### Work instruction 1
According to the blog post on sunflowers below, what did the ancient Aztecs render sunflowers in?
### Work instruction 2
From the sunflower blog post below, list every ingredient in the recommended preparation.
### Work instruction 3
Carry on the sunflower blog post below from its last sentence.

[Page extract Boundary: Start]

10 September 2007


Kiva Rose over at Medicine Woman's Roots has started a Local Herbalism Challenge Blogparty and I've decided to start with sunflowers. Sunflowers were sacred to the ancient Aztecs and were therefore rendered many times in gold. The flowers were worn by their priestesses in elaborate and beautiful headdresses. The following sunflower lore comes from Joelle's Herb Index:

As sun symbols, these flowers symbolize the healthy ego, the wisdom, and the fertility of the solar logos. Sunflower seeds are eaten by women who wish to conceive. To protect yourself against smallpox wear sunflower seeds around the neck, either in a bag or strung like beads.
If you cut a sunflower at sunset while making a wish, the wish will come true before another sunset - as long as the wish isn't too grand.
Sleeping with a sunflower under the bed allows you to know the truth in any matter.
If you wish to become virtuous, anoint yourself with juice pressed from the stems of the sunflower.
Sunflowers growing in the garden guard it against pests and grant the best of luck to the gardener.

Turns out that the seeds of the sunflower are the most important part. I always knew they were great but considered them to be only a tasty snack. But they are actually important sources of food for cattle and poultry and have a myriad of other agricultural uses. The stalks have many uses as do the leaves, for building and smoking respectively. Its medicinal uses don't seem to include the flower petals at all, just the seeds and leaves. The leaves are good as a tea for kidney issues and the seeds have diuretic and expectorant properties helpful in the treatment of bronchial, laryngeal and pulmonary problems. According to the extensive information at Botanical.com:

The following preparation is recommended: Boil 2 OZ. of the seeds in 1 quart of water, down to 12 OZ. and then strain. Add 6 OZ. of good Holland gin and 6 OZ. of sugar. Give in doses of 1 to 2 teaspoonsful, three or four times a day.

[Page extract Boundary: End]
[Provided information Boundary: Start]

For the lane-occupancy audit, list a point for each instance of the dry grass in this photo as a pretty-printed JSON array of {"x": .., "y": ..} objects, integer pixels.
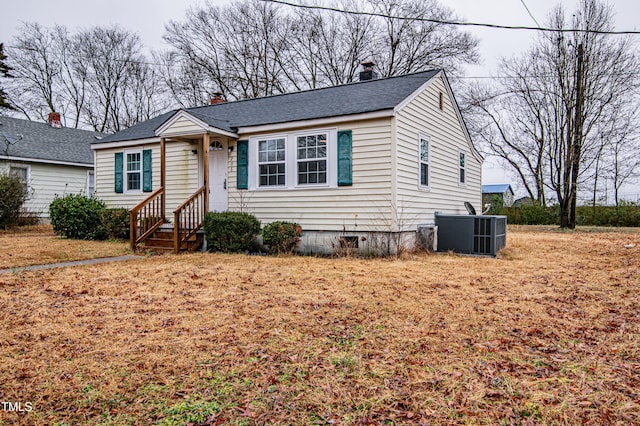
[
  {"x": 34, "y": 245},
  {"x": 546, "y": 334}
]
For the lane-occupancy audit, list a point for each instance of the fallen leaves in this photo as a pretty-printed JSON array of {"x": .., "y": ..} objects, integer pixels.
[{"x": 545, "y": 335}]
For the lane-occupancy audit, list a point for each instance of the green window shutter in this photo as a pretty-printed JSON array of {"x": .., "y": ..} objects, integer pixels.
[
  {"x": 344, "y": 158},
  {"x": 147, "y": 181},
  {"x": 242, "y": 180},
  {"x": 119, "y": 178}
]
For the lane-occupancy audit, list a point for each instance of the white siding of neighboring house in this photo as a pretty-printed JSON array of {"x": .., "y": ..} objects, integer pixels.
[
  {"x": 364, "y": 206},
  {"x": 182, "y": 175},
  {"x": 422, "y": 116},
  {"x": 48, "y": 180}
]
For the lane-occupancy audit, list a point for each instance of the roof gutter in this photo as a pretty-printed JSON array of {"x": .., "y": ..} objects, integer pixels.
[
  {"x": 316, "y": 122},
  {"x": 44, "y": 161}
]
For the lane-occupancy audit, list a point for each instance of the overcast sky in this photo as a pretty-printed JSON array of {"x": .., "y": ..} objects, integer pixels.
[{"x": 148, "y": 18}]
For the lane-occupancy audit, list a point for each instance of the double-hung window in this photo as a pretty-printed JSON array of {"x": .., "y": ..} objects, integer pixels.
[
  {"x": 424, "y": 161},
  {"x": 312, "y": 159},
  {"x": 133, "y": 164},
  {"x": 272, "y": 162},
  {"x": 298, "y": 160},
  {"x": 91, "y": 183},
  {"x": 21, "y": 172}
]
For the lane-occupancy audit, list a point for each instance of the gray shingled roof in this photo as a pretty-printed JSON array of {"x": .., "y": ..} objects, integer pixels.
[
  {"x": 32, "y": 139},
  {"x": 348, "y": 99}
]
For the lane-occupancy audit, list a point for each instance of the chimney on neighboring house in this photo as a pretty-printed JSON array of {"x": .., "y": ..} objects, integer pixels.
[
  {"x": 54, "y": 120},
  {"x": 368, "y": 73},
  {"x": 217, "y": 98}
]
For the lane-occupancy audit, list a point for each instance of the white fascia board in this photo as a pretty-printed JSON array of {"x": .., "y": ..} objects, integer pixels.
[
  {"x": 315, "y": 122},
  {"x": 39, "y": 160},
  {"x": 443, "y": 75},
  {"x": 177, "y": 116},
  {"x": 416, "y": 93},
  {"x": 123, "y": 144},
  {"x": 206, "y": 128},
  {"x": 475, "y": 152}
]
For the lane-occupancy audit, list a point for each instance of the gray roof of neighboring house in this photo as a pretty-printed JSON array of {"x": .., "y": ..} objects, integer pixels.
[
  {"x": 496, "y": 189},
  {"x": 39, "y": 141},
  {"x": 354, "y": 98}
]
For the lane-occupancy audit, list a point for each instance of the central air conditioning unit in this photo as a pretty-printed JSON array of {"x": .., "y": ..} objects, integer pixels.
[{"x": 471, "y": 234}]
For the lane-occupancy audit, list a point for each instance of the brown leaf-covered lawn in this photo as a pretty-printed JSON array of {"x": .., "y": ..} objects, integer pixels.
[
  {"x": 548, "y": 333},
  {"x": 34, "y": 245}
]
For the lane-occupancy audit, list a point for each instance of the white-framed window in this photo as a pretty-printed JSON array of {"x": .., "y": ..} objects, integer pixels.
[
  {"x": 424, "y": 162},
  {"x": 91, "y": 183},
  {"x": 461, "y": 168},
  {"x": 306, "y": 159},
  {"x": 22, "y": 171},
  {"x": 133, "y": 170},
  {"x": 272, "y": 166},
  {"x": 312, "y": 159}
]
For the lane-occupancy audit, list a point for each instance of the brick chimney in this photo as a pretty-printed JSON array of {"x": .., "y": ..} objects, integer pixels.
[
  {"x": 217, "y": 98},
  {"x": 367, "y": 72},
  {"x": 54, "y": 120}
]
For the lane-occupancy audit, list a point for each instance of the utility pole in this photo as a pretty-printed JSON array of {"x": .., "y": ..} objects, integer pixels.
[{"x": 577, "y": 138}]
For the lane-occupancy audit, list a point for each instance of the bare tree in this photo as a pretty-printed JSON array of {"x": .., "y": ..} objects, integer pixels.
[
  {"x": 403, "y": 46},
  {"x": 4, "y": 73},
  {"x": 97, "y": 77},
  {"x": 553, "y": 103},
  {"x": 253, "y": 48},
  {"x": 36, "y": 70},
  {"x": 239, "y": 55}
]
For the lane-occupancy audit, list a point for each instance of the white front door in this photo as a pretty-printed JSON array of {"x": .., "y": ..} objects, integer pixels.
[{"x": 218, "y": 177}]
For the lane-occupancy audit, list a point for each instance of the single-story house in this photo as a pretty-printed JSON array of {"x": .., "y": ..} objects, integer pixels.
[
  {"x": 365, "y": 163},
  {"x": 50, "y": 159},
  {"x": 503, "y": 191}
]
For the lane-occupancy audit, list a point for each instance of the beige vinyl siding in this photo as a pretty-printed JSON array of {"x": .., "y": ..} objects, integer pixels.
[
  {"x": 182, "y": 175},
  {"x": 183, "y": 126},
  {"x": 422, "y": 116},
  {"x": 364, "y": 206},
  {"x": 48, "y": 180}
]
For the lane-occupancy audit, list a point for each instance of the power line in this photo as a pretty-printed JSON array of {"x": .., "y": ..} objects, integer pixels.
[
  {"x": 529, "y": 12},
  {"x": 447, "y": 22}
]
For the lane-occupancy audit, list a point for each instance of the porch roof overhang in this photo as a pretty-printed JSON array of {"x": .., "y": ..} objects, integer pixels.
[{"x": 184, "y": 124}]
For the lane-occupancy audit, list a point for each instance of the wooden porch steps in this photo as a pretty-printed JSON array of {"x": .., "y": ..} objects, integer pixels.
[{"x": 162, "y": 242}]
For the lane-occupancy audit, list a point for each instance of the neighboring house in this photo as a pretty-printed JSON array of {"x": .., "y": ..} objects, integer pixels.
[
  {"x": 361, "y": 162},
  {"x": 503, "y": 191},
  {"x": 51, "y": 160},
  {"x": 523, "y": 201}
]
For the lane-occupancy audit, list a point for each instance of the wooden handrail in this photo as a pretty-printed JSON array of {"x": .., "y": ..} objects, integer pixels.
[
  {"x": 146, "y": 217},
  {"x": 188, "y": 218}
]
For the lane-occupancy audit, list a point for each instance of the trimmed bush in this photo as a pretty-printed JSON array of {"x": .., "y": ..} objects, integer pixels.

[Provided information Boundary: End]

### Output 1
Gold.

### Output 2
Sunflower seeds, water, Holland gin, and sugar.

### Output 3
As me and my whole family were out of it for weeks with the bronchitis this summer almost all of our plants are either gone, having been burned up in the blistering heat and dryness, or overwhelmed by weeds. So, there's not much left for me to work with in terms of harvesting for any purpose, be it healing, crafts or magical uses. We do, however, have more than a few sunflowers in the back of the garden. They're the most prolific flower in the garden. So, I'm going to try a tea of the leaves and perhaps gather some seeds for other uses. This is only the first of a handful of things I'm going to try working with this month, I'll also include lemon balm, mullein, mallow and perhaps basil. I may add to this list as well.